At first I would say that the true value cannot be known. What you can get is a mean value of an interval that will represent the interval of values which can be be attributed (with a probability) to the measurand (or result or measurement).
There are several reference document to know how to estimate and express the uncertainty and most of them have forms of calculation and variants that end up being equivalent. There are TWO main approach for uncertainty estimation. GUM (from JCGM100:2008) and Monte Carlo MCM (JCGM 101:2008). The fact is in most of cases both yield equivalent results, above all when math model have several quantities with similar uncertainty contribution. However there are cases when the measuran probability distribution when the distribution obtained by monte carlo is not gaussian or assimetric, GUM and MCM could be quite different. JCGM101:2008 states that in these cases GUM is not a good estimator of measurand, and so you should lean towards MCM approach. Having said that, and answering your question, I would say that the approach you should take, deppends on which is your business:
a) If you are a researcher that need to know truly your process, I think MCM in all cases is the best approach since is not based on numerical approximations.

[YOUR TASKS]:
(a) In the passage on measurement uncertainty, which document is cited for the Monte Carlo approach?
(b) Carry on the passage on measurement uncertainty from its final sentence.
The material after this passage is not needed for the work here.

[SUPPLIED MATERIAL]:
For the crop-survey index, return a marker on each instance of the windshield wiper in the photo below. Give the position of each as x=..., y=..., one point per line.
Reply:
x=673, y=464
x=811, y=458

[THE ANSWERS]:
(a) JCGM 101:2008.

(b)
b) If you are giving a calibration or test service, or even participating in proficiency test or comparisons I think you should estimate by GUM. Don't forget that GUM is more than a calculation approach, is an international agreement. So, if you don't clarify, everybody will supose you used that approach and everybody will know what are you talking about. For example, In a proficiency test if you use MCM and other laboratories use GUM and your results are different, I guess it is unimportant who calculates it better. Even if you're the best you will be out with no complaint.
c) For a routinary work with low precision, you can use eurachem 2012 simplified method (it's GUM), which is easy an fast, and you don't use partial derivatives nor hard equations.
d) Just in case I recommend you check out the freeware mcmalchimia (www.mcmalchimia.com), that makes all calculations for you in no time and you get MCM and GUM result at one time.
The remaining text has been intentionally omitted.